- **SOAL**
Dalam tulisan tentang Reformasi ini, apa judul buku Schaeffer yang dikutip?

- **BAGIAN DOKUMEN**

Berisi Alkitab dan Renungan Harian Kristen

Rabu

Pandangan Ernst Troeltsch tentang Keunikan Calvinisme

 Penulis : Hendry Ongkowidjojo

Jika kita menoleh ke belakang, kita mungkin tidak lagi merasa terlalu heran dengan kondisi saat ini karena di sepanjang sejarahnya, Gereja memang tidak sering berhasil melakukan perannya di tengah-tengah dunia. Namun demikian, tidak selamanya hal ini benar. Masih ada masa- masa dimana Gereja berhasil menjalankan tugasnya, dimana dampaknya masih dapat dirasakan bahkan hingga saat ini. Salah satunya ialah di masa Reformasi.


Seperti yang Schaeffer katakan di dalam bukunya How Should We Then Live, masa Reformasi memang tidak dapat disebut sebagai masa keemasan. Ia berpendapat bahwa masa Reformasi "jauh dari sempurna, dan dalam beberapa hal tokoh-tokoh reformasi bertindak secara tidak konsisten dengan pengajaran Alkitab...

Akan tetapi, tetap tidak dapat dipungkiri bahwa keberlangsungan Kekristenan sangat bergantung kepada gerakan ini. Seperti yang juga diakui oleh Schaeffer bahwa "Meskipun memang terdapat beberapa kelemahan yang serius di dalamnya namun gerakan Reformasi telah kembali kepada instruksi-instruksi Kitab Suci dan kepada contoh dari Gereja mula-mula."

- **DATA YANG DIBERIKAN**

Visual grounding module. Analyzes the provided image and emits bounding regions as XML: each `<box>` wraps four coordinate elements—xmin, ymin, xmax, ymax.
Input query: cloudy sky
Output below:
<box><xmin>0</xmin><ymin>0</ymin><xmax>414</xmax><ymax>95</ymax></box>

- **JAWABAN LATIHAN**
How Should We Then Live